• WRITTEN EXERCISE A
Using the printer passage, explain in one to three sentences what the reprogrammed BUSY signal accomplishes and why it was changed.
• WRITTEN EXERCISE B
From the printer passage, extract the part that opens with the words containing "Referring to FIG." and closes with "total of seven.".
::: SOURCE PASSAGE :::
A group of signals seen towards the lower right corner of FIG. 22 are coupled to and from the printer controller board 203 seen previously in FIG. 20. Seven bits of data or control information are coupled on lines PD0-PD7 from terminals PA0-PA6 on the peripheral interface circuit 221. A STB (strobe) signal is transmitted to the printer controller board 203 from terminal PC7 and an ACK (acknowledge signal) is received at terminal PC6. The aforementioned signals are standard signals for communicating with the board 203 supplied with the Eaton Model 4000 Document printer.
The standard Eaton commercial product has been modified in its programming and operation in the following respect. On the standard product a BUSY signal was returned from the printer controller board 203 to signal that a print buffer had reached a full condition. In this embodiment, the BUSY signal is returned to terminal PC5 on the peripheral interface circuit 221. The program for the processor on the printer controller board 203 has now been altered so that the BUSY signal is at a logic high level when the printer controller board 203 has transferred the character from its buffer and recognized it as a character which causes the operation of the web feed stepper motor 70. Such characters include the vertical tab character (<VT>), the carriage return character (<CR>) and a line feed character (<LF>). The BUSY signal returns to a logic low level after the motion has been completed. This allows the system controller to receive confirmation of the positioning of the web.
Referring to FIG. 27, a printing position where a single sleeve is supported under the printhead 80 is a certain distance upstream from the jaws along the web feed path, this distance being a "queue" reference distance and being selected in this instance as two inches from the knife blade 121. The queue reference is flanked in FIG. 27 by the printing position on the left and the sleeve LOAD position along the feed path on the right. Each of these has a dimension equal to the sleeve pitch, which for the example illustrated in FIG. 27 is a sleeve pitch of 1/3 inch. The "queue" itself is capable of containing one sleeve positioned between the jaws 110, 106 and six sleeves in the space between the knife blade 121 and the printing position for a total of seven.
The number of sleeves that are necessary to fill the queue varies with sleeve pitch. Thus, if the sleeve pitch was selected as 1/4 inch, a full queue would include one sleeve in the jaws and eight sleeves in the area from the knife 121 to the printing position for a total of nine sleeves in the queue. This assumes that the jaws selected for the applicator station are of a size commensurate with the selected pitch of the sleeves to be printed and applied in the present batch.
::: RAW DATA :::
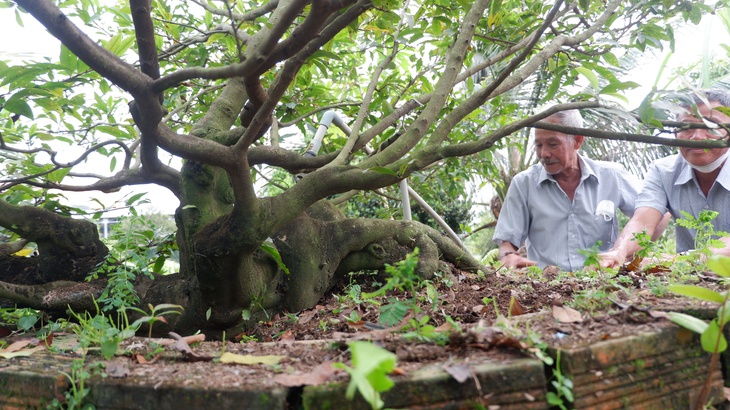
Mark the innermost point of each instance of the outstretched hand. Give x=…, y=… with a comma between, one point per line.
x=515, y=260
x=611, y=259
:::
• SOLUTION A
After the change, the BUSY signal goes to a logic high level when the printer controller board has taken a character from its buffer and recognized it as one that runs the web feed stepper motor, such as <VT>, <CR> or <LF>. It drops back to a logic low level once that motion is complete. This lets the system controller receive confirmation of the positioning of the web.

• SOLUTION B
Referring to FIG. 27, a printing position where a single sleeve is supported under the printhead 80 is a certain distance upstream from the jaws along the web feed path, this distance being a "queue" reference distance and being selected in this instance as two inches from the knife blade 121. The queue reference is flanked in FIG. 27 by the printing position on the left and the sleeve LOAD position along the feed path on the right. Each of these has a dimension equal to the sleeve pitch, which for the example illustrated in FIG. 27 is a sleeve pitch of 1/3 inch. The "queue" itself is capable of containing one sleeve positioned between the jaws 110, 106 and six sleeves in the space between the knife blade 121 and the printing position for a total of seven.